» INFORMATION GIVEN:
--- --- ---

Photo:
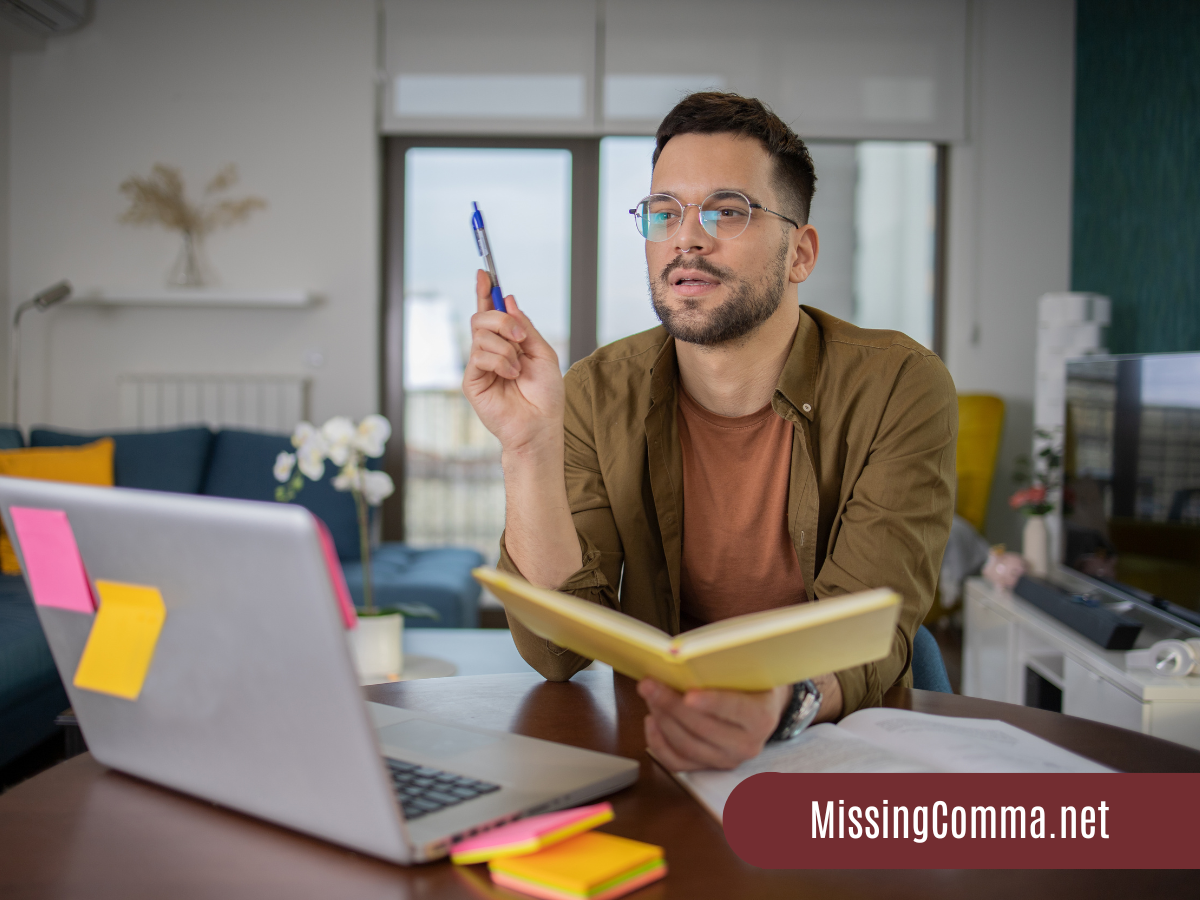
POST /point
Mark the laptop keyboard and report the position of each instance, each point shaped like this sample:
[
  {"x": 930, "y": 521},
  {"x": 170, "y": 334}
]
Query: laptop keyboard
[{"x": 421, "y": 790}]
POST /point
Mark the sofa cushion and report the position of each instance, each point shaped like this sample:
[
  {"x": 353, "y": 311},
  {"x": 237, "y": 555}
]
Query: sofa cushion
[
  {"x": 83, "y": 465},
  {"x": 25, "y": 663},
  {"x": 153, "y": 460},
  {"x": 243, "y": 466},
  {"x": 437, "y": 576}
]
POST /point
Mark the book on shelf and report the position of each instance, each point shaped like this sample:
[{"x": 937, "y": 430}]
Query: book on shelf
[{"x": 750, "y": 653}]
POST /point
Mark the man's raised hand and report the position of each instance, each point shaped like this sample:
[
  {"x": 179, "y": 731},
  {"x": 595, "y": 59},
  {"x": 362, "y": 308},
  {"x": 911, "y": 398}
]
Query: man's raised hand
[{"x": 513, "y": 378}]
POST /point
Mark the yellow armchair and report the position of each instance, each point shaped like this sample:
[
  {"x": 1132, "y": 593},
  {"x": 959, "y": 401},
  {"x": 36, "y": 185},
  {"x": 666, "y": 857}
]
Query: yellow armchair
[{"x": 981, "y": 424}]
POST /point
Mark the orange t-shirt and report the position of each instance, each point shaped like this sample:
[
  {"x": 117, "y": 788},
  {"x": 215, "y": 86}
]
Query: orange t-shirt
[{"x": 738, "y": 556}]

--- --- ---

» ASSIGNED TASK: Filter the entries by the string "Mark" and copy each matching line.

» OUTPUT FOR THIS EXERCISE:
Mark the laptop keyboard and report the position of each instance, each point shaped like this sample:
Mark the sofa cushion and report the position of each instance, each point shaped like this sample:
Mark the book on shelf and report the position of each instance, each point shaped like this sample:
Mark the man's raised hand and report the position of each instance, each point shaped like this sample:
Mark the yellow armchair and report the position of each instance, each point shaped like this sample:
Mark the orange t-shirt and report the position of each instance, each point shaped like this sample:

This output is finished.